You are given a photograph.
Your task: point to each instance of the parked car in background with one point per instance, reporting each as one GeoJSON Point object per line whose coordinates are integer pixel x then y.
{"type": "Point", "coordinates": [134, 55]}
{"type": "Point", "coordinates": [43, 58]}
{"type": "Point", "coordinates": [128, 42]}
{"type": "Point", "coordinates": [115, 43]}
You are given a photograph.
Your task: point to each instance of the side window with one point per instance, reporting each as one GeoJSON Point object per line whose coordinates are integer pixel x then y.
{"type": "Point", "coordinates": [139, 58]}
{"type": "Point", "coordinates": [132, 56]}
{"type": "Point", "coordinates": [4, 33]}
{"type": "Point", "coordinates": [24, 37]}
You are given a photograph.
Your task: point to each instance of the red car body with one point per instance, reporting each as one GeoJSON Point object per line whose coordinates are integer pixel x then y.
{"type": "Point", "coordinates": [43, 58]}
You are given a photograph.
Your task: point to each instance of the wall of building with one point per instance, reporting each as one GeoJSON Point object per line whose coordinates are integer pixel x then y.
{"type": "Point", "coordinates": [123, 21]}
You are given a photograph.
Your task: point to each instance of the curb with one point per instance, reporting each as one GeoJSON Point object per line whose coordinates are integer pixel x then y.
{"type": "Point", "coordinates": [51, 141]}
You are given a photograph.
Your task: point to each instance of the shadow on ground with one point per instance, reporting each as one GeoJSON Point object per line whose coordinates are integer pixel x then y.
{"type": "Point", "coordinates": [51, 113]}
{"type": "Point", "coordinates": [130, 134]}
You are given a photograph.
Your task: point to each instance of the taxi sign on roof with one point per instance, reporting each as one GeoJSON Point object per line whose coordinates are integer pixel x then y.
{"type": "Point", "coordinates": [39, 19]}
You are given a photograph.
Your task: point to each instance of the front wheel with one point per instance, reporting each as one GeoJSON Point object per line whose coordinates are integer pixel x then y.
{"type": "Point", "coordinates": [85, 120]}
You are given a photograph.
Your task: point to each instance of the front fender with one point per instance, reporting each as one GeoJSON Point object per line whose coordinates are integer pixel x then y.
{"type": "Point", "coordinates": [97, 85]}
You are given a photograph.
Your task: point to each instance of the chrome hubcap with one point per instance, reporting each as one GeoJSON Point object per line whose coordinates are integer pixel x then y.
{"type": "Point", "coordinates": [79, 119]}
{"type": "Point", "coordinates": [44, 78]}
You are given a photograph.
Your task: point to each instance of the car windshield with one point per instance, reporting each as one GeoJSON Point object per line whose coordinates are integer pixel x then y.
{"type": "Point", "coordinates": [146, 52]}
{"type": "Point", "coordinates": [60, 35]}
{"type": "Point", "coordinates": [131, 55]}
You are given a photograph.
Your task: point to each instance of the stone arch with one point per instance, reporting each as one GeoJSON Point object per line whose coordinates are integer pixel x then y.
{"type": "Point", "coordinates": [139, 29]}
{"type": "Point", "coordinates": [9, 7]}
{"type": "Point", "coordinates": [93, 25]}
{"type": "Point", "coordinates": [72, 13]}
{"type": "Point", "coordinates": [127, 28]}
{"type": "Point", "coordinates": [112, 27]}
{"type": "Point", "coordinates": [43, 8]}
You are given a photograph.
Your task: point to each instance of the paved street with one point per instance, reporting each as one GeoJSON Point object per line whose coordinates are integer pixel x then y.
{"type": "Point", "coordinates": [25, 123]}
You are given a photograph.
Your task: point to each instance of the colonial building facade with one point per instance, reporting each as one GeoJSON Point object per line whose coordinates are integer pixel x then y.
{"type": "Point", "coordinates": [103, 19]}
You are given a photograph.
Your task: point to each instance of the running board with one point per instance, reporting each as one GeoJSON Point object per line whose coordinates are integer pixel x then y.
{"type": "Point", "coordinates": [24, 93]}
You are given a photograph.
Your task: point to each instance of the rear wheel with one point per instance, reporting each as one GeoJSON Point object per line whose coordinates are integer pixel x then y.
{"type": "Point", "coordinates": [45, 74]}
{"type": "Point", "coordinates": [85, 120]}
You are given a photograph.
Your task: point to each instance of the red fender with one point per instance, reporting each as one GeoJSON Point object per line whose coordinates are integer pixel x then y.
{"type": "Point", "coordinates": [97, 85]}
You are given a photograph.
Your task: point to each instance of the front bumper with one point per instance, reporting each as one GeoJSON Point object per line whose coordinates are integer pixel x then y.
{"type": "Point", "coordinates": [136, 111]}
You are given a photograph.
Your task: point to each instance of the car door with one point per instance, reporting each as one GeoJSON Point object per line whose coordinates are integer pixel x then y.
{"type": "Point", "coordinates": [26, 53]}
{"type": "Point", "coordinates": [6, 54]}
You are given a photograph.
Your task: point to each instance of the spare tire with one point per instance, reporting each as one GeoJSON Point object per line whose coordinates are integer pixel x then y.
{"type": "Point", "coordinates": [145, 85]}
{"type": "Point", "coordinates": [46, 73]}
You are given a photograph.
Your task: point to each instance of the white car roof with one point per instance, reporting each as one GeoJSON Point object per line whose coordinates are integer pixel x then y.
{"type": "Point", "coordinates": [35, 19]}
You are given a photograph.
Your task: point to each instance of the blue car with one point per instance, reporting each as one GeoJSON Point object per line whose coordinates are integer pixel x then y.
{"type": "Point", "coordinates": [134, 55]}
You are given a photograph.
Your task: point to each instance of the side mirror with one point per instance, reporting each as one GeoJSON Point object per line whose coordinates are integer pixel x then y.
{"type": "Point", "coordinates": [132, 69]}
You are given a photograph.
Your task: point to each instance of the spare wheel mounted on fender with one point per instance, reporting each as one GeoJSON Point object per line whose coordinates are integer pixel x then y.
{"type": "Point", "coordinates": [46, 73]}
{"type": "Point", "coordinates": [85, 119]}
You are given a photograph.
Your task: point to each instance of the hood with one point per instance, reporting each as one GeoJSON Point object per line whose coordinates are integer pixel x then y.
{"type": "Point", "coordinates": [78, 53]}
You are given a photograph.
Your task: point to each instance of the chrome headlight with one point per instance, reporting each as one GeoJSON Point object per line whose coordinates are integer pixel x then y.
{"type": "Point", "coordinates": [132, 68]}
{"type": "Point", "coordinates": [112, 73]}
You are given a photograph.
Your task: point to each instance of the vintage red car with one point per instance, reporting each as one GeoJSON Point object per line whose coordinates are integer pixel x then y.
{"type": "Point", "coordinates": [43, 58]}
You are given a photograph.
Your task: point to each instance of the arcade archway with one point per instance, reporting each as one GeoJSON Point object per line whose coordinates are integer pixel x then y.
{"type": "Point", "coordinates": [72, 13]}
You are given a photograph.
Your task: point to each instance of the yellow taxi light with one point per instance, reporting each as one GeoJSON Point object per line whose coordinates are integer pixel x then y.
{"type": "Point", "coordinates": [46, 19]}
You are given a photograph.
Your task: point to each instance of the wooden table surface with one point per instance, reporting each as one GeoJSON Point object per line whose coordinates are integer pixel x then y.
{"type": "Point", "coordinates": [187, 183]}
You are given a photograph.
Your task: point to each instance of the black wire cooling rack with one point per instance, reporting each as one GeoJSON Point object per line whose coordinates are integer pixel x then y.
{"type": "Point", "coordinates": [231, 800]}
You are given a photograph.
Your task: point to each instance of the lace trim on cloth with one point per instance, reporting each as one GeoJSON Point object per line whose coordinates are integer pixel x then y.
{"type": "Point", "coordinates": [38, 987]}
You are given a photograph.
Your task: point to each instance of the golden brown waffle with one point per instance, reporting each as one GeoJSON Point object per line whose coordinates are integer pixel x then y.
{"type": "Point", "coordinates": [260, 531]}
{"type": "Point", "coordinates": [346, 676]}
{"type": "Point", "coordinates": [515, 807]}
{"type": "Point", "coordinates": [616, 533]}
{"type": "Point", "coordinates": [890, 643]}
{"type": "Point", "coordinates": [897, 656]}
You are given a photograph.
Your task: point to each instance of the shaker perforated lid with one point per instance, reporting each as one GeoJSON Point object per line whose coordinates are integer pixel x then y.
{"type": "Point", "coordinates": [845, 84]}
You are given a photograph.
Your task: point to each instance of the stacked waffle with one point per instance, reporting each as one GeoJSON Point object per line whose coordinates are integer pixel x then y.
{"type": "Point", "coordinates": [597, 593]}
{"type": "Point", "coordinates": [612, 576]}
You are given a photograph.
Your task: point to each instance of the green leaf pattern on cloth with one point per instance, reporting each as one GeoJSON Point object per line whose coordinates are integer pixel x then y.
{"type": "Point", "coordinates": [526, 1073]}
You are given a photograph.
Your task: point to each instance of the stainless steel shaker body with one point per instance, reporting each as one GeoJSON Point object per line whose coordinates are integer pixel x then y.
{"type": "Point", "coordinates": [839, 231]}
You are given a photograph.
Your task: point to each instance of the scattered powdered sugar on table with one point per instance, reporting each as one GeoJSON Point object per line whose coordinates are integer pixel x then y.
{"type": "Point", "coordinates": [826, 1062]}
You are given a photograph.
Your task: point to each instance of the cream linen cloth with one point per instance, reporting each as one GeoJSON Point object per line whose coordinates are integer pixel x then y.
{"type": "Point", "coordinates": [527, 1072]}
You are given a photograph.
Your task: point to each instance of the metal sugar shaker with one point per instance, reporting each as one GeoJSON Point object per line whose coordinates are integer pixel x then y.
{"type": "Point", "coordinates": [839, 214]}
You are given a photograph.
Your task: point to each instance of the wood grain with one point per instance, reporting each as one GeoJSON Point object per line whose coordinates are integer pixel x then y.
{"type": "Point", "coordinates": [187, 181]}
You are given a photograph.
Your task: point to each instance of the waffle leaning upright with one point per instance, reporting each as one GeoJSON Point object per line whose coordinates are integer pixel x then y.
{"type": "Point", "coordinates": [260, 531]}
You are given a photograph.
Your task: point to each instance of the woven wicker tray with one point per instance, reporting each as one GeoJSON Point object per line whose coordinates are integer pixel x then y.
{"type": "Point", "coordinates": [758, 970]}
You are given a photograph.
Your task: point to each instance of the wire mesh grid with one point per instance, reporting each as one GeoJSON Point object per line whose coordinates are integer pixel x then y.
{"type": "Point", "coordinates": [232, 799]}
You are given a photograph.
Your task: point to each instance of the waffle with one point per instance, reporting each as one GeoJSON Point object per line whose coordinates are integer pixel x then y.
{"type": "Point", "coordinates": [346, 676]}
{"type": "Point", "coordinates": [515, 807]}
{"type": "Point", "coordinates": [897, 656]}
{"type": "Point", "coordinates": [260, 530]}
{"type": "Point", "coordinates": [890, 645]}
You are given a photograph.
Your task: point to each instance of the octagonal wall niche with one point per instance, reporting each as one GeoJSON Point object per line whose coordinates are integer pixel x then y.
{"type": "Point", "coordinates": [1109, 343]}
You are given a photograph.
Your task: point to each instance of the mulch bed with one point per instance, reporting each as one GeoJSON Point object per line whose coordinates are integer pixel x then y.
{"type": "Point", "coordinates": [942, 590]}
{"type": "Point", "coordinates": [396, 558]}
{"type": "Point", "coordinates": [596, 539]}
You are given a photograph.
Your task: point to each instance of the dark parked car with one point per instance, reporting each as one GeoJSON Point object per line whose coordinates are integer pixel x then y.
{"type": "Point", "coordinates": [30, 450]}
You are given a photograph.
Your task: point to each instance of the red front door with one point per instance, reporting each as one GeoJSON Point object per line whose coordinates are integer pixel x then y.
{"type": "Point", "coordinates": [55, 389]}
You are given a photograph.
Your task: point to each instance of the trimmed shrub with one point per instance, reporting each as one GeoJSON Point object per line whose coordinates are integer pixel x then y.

---+---

* **STATED GOAL**:
Gather every line above that contains the word "spare", matching case exactly.

* **EXERCISE OUTPUT**:
Your task: point to each instance of the spare tire with one point per instance, reporting each as one GeoJSON Point object per line whose coordinates are integer pixel x then y.
Your task: point to each instance of the spare wheel mounted on fender with one point per instance, reporting each as one GeoJSON Point object per line whose coordinates are integer pixel x then y.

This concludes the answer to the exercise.